Point annotation dataset records
• • • • •

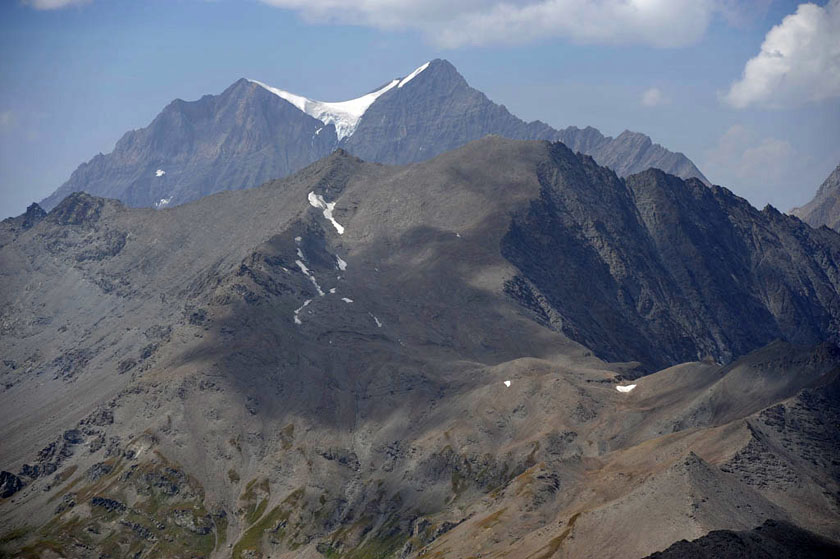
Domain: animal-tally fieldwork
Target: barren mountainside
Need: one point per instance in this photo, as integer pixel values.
(248, 135)
(362, 360)
(824, 209)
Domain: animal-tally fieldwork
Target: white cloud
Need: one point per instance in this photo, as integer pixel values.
(53, 4)
(653, 97)
(799, 62)
(742, 156)
(448, 23)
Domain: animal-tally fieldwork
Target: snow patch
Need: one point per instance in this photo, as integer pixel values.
(306, 273)
(413, 75)
(297, 311)
(344, 115)
(317, 201)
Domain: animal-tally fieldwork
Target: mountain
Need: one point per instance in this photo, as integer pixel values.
(252, 133)
(824, 209)
(363, 360)
(779, 540)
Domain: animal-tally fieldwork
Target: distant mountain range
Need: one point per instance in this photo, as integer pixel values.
(252, 133)
(824, 209)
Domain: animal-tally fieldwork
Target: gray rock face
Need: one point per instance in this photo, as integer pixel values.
(673, 270)
(824, 209)
(231, 141)
(234, 377)
(774, 538)
(9, 484)
(248, 135)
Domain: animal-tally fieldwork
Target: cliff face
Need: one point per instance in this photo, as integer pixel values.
(371, 361)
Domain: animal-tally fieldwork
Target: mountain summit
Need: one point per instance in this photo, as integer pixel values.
(253, 132)
(824, 209)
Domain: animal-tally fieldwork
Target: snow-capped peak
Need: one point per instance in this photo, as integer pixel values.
(413, 75)
(345, 115)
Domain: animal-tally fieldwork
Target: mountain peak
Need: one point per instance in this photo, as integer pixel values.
(824, 209)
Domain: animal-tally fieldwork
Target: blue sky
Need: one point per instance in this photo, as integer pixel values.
(74, 78)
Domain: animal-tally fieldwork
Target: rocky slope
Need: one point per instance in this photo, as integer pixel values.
(824, 209)
(362, 361)
(779, 540)
(251, 133)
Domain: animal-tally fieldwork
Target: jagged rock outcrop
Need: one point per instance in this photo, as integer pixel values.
(336, 364)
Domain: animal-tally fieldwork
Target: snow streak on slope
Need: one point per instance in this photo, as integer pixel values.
(317, 201)
(345, 115)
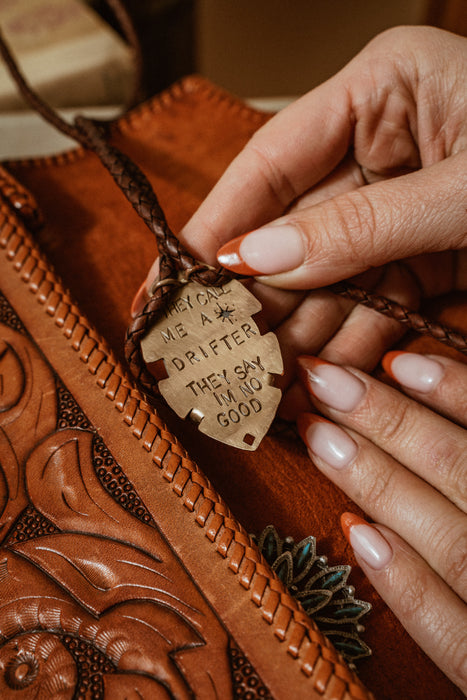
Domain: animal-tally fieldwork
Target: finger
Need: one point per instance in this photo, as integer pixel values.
(347, 176)
(436, 381)
(292, 152)
(424, 442)
(392, 495)
(311, 324)
(405, 216)
(430, 612)
(366, 334)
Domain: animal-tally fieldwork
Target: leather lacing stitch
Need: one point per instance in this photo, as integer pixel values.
(315, 655)
(174, 258)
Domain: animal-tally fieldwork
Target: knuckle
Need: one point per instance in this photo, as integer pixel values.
(392, 424)
(456, 658)
(449, 461)
(414, 602)
(455, 561)
(273, 176)
(377, 493)
(355, 223)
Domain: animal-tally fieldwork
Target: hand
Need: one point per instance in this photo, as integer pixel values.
(406, 466)
(395, 116)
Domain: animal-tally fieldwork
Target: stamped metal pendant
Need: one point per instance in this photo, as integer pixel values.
(220, 368)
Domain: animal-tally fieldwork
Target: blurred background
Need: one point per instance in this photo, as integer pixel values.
(266, 51)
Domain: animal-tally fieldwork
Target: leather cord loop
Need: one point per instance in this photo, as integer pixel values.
(174, 258)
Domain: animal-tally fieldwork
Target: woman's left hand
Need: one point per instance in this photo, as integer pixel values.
(405, 465)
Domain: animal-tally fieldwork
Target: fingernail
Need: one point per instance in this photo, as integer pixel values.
(266, 251)
(331, 384)
(366, 541)
(326, 441)
(414, 371)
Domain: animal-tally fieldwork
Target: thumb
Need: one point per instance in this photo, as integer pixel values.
(422, 212)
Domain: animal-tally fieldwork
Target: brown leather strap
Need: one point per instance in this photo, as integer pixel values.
(174, 257)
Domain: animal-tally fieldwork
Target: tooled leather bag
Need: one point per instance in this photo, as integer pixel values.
(123, 571)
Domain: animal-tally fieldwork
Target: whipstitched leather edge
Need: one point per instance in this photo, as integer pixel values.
(315, 655)
(133, 119)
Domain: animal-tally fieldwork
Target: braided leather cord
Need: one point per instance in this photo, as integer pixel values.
(412, 319)
(329, 676)
(174, 257)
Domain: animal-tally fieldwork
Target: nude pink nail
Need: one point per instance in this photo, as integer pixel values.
(366, 541)
(331, 384)
(266, 251)
(414, 371)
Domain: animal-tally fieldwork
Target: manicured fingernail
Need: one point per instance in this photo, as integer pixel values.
(333, 385)
(266, 251)
(366, 541)
(326, 441)
(414, 371)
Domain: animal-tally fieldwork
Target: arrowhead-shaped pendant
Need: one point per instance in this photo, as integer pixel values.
(220, 368)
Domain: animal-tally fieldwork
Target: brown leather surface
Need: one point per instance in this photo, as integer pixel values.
(122, 572)
(183, 141)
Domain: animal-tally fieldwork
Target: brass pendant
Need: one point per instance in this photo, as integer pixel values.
(220, 367)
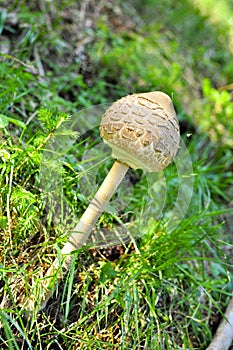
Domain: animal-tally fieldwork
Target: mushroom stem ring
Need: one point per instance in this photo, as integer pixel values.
(143, 132)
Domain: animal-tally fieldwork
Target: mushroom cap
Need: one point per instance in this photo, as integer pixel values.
(142, 130)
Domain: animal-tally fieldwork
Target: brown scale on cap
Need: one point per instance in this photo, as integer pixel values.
(142, 130)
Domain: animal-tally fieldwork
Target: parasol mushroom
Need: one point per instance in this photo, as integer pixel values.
(143, 132)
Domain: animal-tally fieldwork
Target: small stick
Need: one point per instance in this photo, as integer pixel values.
(222, 339)
(81, 232)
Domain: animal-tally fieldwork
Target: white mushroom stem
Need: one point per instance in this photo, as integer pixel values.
(81, 232)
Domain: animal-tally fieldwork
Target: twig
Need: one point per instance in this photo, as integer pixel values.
(223, 337)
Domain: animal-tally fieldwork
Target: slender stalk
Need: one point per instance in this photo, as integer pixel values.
(222, 339)
(81, 232)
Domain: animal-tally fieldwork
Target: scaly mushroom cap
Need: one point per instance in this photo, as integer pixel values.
(142, 130)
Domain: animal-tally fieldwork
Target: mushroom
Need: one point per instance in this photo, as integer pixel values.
(143, 132)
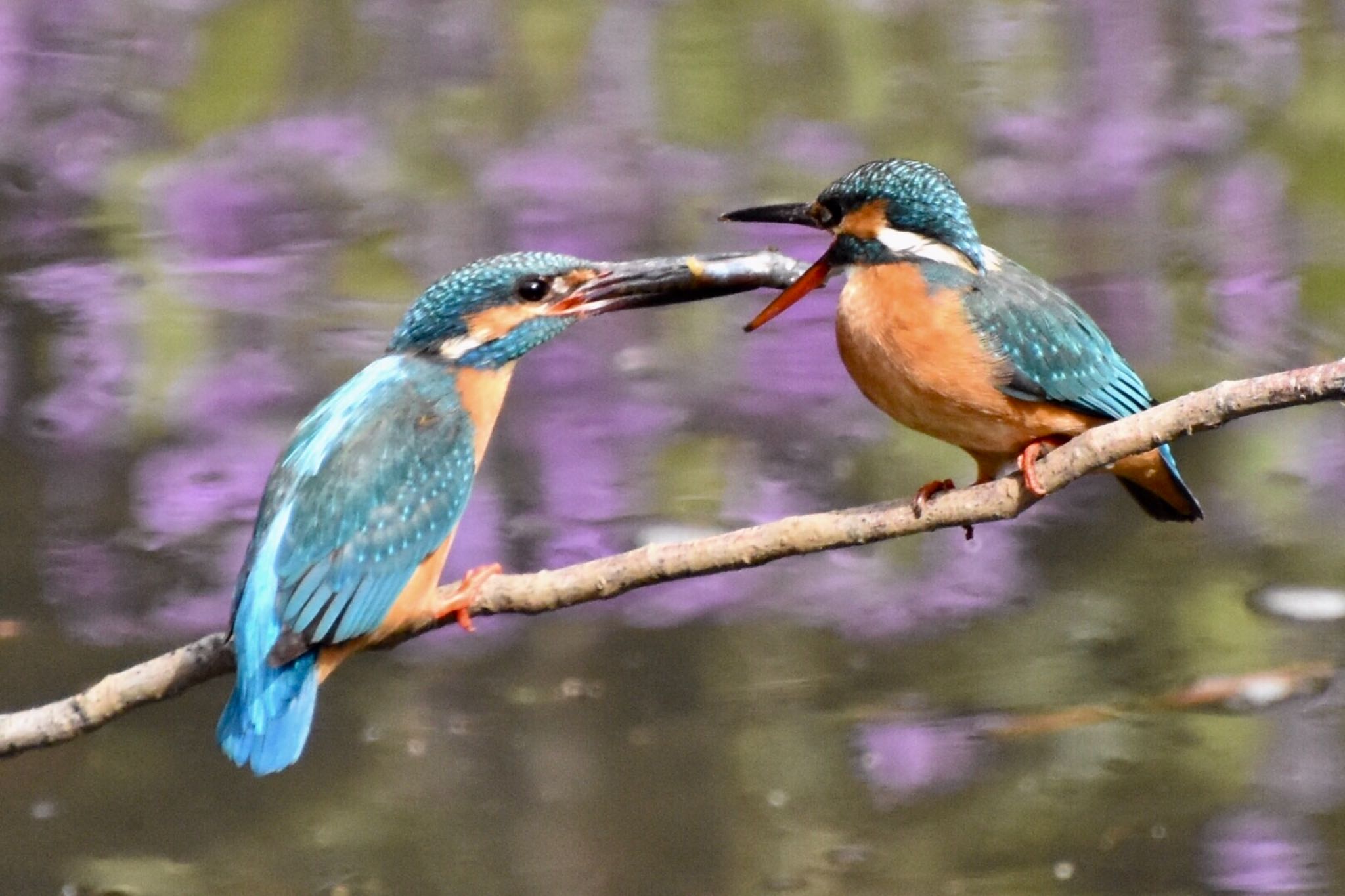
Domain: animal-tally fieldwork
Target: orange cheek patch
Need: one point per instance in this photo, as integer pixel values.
(496, 322)
(868, 221)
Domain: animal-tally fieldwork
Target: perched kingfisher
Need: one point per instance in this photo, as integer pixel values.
(361, 509)
(951, 339)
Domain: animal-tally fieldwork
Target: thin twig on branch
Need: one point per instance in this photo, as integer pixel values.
(174, 672)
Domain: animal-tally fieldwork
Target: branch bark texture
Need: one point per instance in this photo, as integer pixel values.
(174, 672)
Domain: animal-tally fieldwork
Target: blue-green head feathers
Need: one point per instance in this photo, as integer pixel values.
(920, 199)
(445, 309)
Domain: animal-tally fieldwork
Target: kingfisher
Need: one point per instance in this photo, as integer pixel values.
(956, 340)
(361, 509)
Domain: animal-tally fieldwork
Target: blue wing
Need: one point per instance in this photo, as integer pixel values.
(1053, 351)
(374, 480)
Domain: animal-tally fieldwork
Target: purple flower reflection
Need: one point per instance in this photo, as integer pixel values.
(254, 217)
(186, 490)
(571, 196)
(961, 581)
(1261, 39)
(91, 356)
(1258, 852)
(1255, 295)
(77, 150)
(242, 389)
(912, 759)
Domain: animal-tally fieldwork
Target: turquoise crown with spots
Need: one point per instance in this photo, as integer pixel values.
(920, 200)
(441, 312)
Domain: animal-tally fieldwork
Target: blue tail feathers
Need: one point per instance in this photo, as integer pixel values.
(267, 720)
(1169, 499)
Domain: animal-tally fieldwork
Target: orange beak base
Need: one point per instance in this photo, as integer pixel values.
(808, 281)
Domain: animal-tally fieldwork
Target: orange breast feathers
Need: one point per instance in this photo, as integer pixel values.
(915, 355)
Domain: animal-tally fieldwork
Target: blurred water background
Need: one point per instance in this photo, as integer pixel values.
(214, 211)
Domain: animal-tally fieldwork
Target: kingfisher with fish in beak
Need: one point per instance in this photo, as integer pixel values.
(361, 509)
(958, 341)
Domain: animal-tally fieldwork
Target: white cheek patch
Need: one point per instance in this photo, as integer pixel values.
(459, 345)
(903, 242)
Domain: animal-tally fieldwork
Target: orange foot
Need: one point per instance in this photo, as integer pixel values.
(1028, 461)
(927, 492)
(460, 602)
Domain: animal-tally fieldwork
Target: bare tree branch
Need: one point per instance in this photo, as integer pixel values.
(174, 672)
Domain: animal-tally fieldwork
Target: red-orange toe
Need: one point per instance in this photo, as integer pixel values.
(460, 603)
(1028, 461)
(927, 492)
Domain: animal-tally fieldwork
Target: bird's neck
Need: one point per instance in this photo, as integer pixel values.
(482, 393)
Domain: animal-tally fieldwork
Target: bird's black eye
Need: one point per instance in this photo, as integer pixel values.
(533, 289)
(827, 214)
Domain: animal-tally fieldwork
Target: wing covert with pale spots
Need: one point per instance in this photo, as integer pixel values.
(377, 479)
(1052, 350)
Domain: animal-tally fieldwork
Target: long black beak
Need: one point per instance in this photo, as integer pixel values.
(648, 282)
(785, 214)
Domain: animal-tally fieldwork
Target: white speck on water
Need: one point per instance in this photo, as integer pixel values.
(1301, 603)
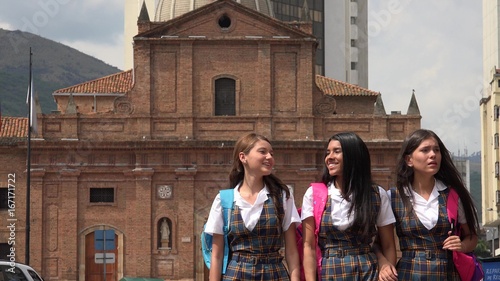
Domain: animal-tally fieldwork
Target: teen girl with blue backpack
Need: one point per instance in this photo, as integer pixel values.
(356, 210)
(263, 219)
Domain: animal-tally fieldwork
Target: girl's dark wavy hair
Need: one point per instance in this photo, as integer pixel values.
(447, 173)
(237, 173)
(357, 179)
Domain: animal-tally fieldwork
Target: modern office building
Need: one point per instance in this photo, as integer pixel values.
(490, 120)
(341, 28)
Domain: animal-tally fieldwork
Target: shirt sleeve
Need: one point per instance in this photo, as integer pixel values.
(291, 214)
(385, 216)
(215, 221)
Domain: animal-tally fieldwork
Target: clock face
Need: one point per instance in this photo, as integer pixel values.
(165, 191)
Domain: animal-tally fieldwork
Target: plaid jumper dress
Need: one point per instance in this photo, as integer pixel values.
(346, 255)
(255, 254)
(422, 255)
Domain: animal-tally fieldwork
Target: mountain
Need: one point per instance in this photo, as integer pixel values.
(54, 66)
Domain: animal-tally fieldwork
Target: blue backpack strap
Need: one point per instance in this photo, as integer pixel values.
(227, 201)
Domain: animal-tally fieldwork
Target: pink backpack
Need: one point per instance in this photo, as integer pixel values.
(467, 265)
(320, 195)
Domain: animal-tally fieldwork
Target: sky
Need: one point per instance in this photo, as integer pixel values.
(433, 48)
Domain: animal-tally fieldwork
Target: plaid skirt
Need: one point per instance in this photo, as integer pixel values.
(341, 266)
(251, 267)
(425, 266)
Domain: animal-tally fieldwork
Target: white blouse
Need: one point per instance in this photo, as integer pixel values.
(250, 213)
(340, 208)
(428, 210)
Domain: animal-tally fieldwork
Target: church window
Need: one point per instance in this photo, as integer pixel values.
(224, 22)
(102, 195)
(225, 97)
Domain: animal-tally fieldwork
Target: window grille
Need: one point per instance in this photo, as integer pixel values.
(102, 195)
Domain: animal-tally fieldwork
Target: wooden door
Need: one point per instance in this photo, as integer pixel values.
(95, 271)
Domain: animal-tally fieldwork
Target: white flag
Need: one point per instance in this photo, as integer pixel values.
(30, 100)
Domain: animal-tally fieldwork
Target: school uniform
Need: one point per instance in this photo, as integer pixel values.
(346, 254)
(422, 233)
(255, 237)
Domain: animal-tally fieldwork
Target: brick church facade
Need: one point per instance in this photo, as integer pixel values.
(137, 157)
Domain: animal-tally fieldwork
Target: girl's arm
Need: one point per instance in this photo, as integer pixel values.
(386, 253)
(291, 253)
(217, 257)
(467, 245)
(309, 263)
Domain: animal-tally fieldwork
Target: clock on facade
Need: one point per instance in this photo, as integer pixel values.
(164, 191)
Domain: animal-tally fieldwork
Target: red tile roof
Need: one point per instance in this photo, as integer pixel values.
(14, 127)
(333, 87)
(115, 83)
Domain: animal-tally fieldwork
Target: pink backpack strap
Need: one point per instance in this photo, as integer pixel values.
(452, 208)
(320, 194)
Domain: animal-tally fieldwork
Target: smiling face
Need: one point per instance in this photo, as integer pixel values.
(426, 159)
(334, 159)
(259, 160)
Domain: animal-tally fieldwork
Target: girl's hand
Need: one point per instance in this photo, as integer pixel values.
(387, 273)
(453, 243)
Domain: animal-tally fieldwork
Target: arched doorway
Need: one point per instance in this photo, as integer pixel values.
(102, 254)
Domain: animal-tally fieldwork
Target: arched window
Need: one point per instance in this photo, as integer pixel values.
(225, 96)
(164, 233)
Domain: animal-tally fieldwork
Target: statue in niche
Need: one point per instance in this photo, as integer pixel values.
(165, 233)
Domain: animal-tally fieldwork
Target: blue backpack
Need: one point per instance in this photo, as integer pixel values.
(227, 200)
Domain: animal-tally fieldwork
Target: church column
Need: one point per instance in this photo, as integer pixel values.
(68, 225)
(36, 218)
(265, 124)
(139, 225)
(185, 92)
(185, 225)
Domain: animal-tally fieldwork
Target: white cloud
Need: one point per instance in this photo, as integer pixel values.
(436, 50)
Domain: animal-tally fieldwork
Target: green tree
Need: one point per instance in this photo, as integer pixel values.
(482, 250)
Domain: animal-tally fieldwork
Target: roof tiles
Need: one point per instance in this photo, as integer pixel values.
(115, 83)
(333, 87)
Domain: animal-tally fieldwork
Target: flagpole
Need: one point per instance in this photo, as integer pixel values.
(28, 179)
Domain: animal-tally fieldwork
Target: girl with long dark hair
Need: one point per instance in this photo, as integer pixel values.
(356, 210)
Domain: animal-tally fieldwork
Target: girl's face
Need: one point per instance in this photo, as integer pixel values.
(259, 160)
(426, 159)
(334, 159)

• • • • •

TASK INSTRUCTIONS:
Find every line in the entries above that contains the word "feathers" and copy each one in full. Case counts.

RESULT OF THIS EXERCISE:
Target: blue-green head feathers
Target: blue tail feathers
Target: orange breast feathers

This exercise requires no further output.